** begin Source records **
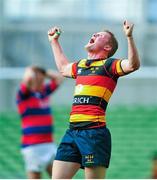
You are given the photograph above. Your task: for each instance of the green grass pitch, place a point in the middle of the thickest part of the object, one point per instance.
(133, 130)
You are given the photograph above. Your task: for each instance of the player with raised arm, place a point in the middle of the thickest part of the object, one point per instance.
(87, 142)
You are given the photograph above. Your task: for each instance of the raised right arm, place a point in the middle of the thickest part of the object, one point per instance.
(63, 64)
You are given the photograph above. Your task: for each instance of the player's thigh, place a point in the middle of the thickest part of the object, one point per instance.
(64, 169)
(97, 172)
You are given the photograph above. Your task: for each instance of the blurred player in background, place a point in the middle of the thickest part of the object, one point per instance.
(154, 166)
(33, 101)
(87, 143)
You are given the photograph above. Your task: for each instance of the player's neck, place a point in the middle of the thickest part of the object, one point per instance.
(97, 56)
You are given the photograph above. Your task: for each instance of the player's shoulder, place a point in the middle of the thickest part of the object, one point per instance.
(109, 61)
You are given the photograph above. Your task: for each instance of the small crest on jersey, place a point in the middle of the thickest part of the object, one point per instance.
(79, 71)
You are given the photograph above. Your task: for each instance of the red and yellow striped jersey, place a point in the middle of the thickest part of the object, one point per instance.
(95, 83)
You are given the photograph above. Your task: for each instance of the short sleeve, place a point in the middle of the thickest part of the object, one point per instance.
(74, 70)
(114, 68)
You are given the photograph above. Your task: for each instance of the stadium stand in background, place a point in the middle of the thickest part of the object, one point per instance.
(23, 42)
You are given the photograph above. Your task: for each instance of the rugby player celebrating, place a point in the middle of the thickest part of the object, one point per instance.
(87, 143)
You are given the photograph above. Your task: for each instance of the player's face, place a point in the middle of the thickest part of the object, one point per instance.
(98, 42)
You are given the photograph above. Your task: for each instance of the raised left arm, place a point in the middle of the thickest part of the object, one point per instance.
(133, 62)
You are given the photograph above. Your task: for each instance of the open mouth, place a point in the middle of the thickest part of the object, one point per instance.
(92, 40)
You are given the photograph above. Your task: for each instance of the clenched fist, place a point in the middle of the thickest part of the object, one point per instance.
(54, 33)
(128, 28)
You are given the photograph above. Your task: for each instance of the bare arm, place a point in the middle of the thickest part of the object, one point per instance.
(62, 62)
(133, 62)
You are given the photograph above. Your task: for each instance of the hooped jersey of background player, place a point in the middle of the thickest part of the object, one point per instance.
(95, 83)
(34, 109)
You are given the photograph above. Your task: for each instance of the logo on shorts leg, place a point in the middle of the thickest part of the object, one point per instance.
(89, 159)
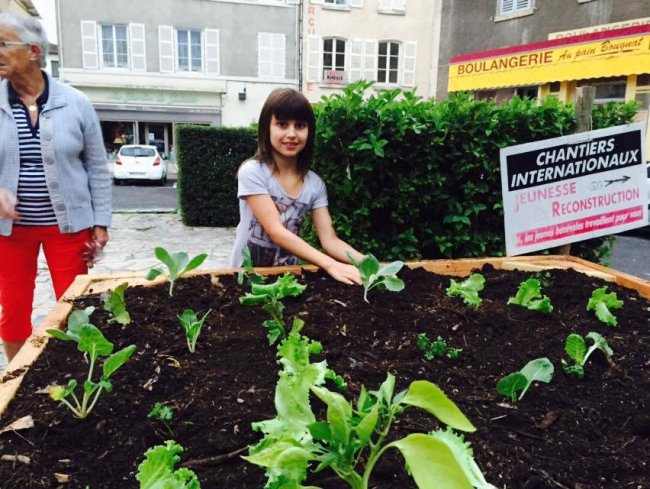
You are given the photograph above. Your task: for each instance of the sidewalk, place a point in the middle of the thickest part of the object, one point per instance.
(130, 249)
** end Source records **
● **Prompt**
The pictures in the entries should be left out; output everything else exactly.

● **Result of the task**
You are given the photograph above. Your task: for each instance of the green grass pitch, place a point in the middle of the thickest part of the object, one point per instance.
(133, 130)
You are given the photograph above. Your task: for each instance of the player with raised arm, place a point in the middle of the thickest part of the object, one point per instance.
(87, 142)
You are given the photograph above. Your task: for each instance of the raised right arm, place a point in the middle of the thickest part of the object, one point per instance.
(63, 64)
You are given the photograph above. Your task: for each instance of the player's thigh, place a point in the middle of the thickest part of the object, one point per instance.
(64, 169)
(97, 172)
You are given the photograph above. Your task: for each instance of the blurred player in background, place a point in the middle of the thickest part of the object, one point per instance.
(154, 166)
(33, 101)
(87, 143)
You are given the photograph above. Your task: for each instance of the player's neck, place a point in the middle of the thickest part of the object, one point per instance.
(97, 56)
You are given the photograph above. Your task: for each instance of the player's shoulder, place a point in the middle of the thickest part of the object, one point per instance.
(109, 61)
You are given the photograph above. Your task: for each instance of the small crest on jersey, place a point in the middle of the thickest part of the object, one point per instance.
(79, 71)
You are given the photograph above. Your task: for each instance of the red and yellow striped jersey, place a point in the middle of the thickest part of the object, one point per instance.
(95, 83)
You are given the photograph above. Your task: for each instance of the short sleeve, place a point in the middle of the thickest part of the object, one point per instance.
(74, 70)
(114, 68)
You are given the photograph above. Your task: for each instance of the stadium stand in background, place a point in the middle of the thickest part of the object, one point per instance.
(23, 42)
You are given the photograph above. Your task: for each instance of the rugby player celebrating, place a point in the middle of the thickest part of the object, one point per instance.
(87, 143)
You are given the photograph above. Your task: for each instance of the player's face, place a point in the middle of the thickest part of the object, one point per instance.
(98, 42)
You are given the photograph above. Your task: for each instance of the raised left arm, place a point in the middle of the thickest part of the object, one point per instance.
(133, 62)
You are given the photograph above. Your task: for each instance of the open mouth, place a point in the middle of the thickest part of the object, one point per instance.
(92, 40)
You are given the photograph above. Your task: for each instance of the clenched fist, place a point in the middle of the thickest part of the object, one point per instance.
(54, 33)
(128, 28)
You are given the photograph above. Your task: for each instance of the bare arm, place a point in the middle of the thickest part of the object, one point per instance.
(62, 62)
(133, 62)
You are given the photograph above. Your task: for each instance of the hooped jersey of background player, place a point in the middle of the thickest part of the object, one point per instance.
(95, 83)
(34, 109)
You are given the photograph above. Your task: for each instance of the logo on shorts leg, place a point in the middle of the thickest part of the object, one point per instance.
(89, 159)
You are given the photograph above. Your task: for each instance of the sidewalk, place a point in the middle of the thickest part of the object, one point per instance.
(130, 249)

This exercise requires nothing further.